◆ SUPPLIED MATERIAL ◆
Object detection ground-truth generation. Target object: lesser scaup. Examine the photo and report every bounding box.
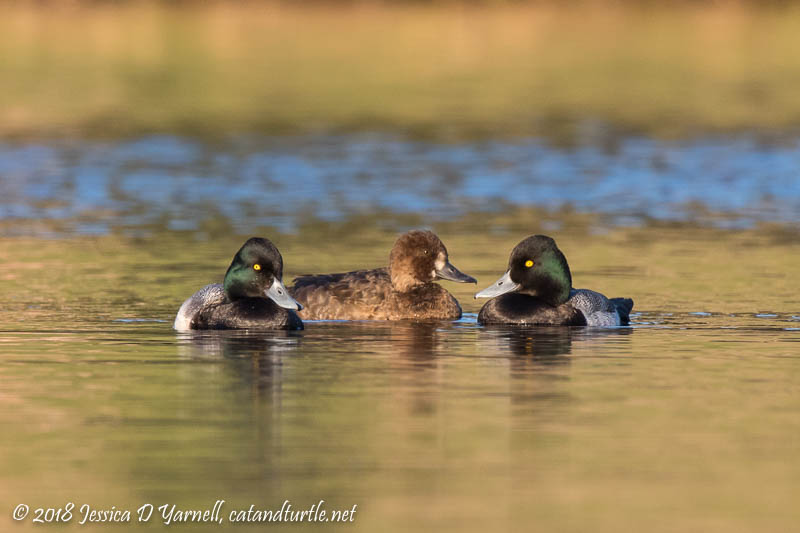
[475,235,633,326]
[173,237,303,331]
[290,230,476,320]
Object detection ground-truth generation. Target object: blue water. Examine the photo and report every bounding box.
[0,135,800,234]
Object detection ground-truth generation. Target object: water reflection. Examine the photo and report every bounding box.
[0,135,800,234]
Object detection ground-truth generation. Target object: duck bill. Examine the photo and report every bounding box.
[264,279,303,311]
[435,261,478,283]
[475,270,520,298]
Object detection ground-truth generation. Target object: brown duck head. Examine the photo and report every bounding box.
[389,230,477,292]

--

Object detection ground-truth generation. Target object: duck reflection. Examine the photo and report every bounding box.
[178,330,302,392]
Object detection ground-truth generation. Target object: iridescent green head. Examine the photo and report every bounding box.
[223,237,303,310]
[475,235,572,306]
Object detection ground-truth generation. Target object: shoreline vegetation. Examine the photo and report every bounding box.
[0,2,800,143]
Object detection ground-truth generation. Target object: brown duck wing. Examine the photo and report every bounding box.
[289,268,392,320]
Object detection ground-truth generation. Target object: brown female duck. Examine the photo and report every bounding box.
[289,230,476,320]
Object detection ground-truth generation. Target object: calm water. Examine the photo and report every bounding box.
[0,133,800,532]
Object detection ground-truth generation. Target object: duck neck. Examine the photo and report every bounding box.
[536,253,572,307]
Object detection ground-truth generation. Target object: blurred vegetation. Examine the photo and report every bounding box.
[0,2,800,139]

* * *

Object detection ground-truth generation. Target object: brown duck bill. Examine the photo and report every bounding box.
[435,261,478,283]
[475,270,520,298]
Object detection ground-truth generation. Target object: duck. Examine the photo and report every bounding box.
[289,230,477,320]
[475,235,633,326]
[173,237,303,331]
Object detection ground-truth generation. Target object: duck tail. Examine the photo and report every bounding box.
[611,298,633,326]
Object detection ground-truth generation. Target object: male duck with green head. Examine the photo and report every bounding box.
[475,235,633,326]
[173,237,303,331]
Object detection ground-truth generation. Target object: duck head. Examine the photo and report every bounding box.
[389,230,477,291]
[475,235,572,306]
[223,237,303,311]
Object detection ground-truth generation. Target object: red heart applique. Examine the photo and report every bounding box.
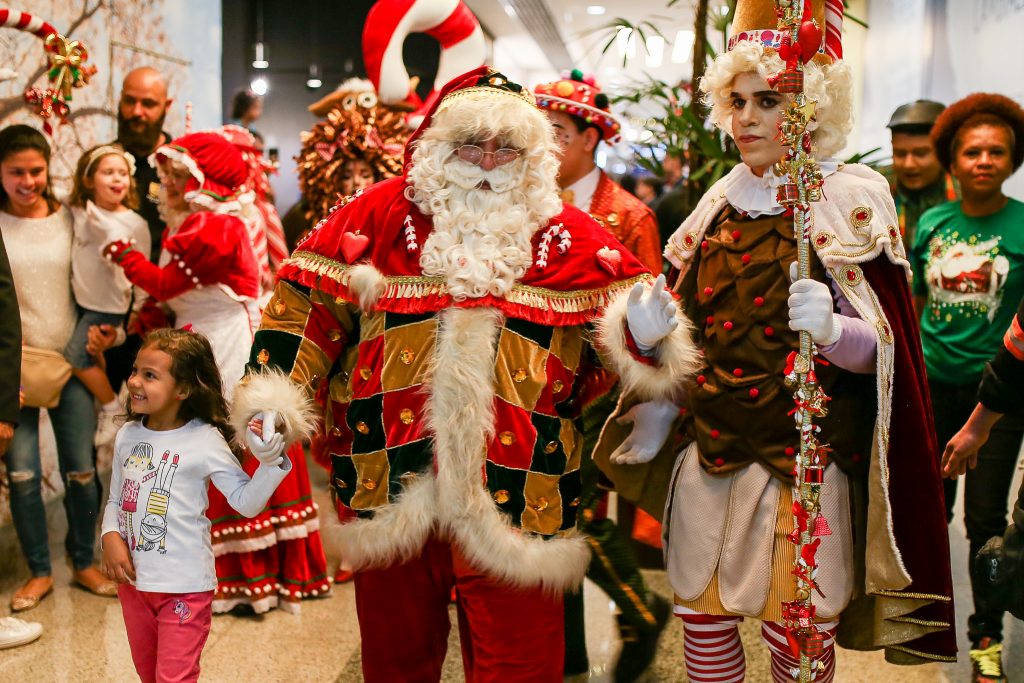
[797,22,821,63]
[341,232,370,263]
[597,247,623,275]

◆ THE PROBLEM ◆
Update the records in the part that opens with the line containing "object: duck bill." and closes with the line containing "[389,230,477,292]", changing "duck bill" to "duck beak" and keeping everything else the same. Give back only those lines.

◆ WRITTEN ANSWER ◆
Object detection ground-truth generation. Target object: duck beak. Examine the photo and report every bounding box.
[264,279,303,311]
[435,261,478,283]
[475,270,520,298]
Object detection ground-truth generation. Target object: brown duck head. Examine the photo and report every bounding box.
[389,230,477,292]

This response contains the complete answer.